▸ Assignment: Will you transcribe all the entries word for word, skipping the pictures they hold?
== Information provided ==
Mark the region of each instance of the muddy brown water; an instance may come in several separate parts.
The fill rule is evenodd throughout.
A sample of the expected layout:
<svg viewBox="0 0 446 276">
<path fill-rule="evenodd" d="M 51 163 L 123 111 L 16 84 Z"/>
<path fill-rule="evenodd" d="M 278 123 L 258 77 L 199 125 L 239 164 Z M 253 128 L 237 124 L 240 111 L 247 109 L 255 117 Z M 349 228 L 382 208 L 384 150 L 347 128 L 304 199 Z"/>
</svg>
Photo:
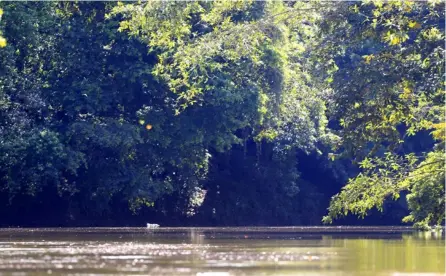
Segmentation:
<svg viewBox="0 0 446 276">
<path fill-rule="evenodd" d="M 409 227 L 0 229 L 0 275 L 445 275 Z"/>
</svg>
===
▸ Result:
Mark the region of each instance of the muddy brown water; an instance may come in several separate parts.
The fill rule is evenodd throughout.
A sample of the expected layout:
<svg viewBox="0 0 446 276">
<path fill-rule="evenodd" d="M 51 163 L 123 111 L 16 84 Z"/>
<path fill-rule="evenodd" d="M 278 123 L 258 77 L 199 125 L 239 164 Z M 253 128 L 237 124 L 240 111 L 247 109 L 255 117 Z M 349 228 L 382 208 L 384 150 L 347 128 L 304 199 Z"/>
</svg>
Photo:
Segmentation:
<svg viewBox="0 0 446 276">
<path fill-rule="evenodd" d="M 409 227 L 0 229 L 0 275 L 445 275 Z"/>
</svg>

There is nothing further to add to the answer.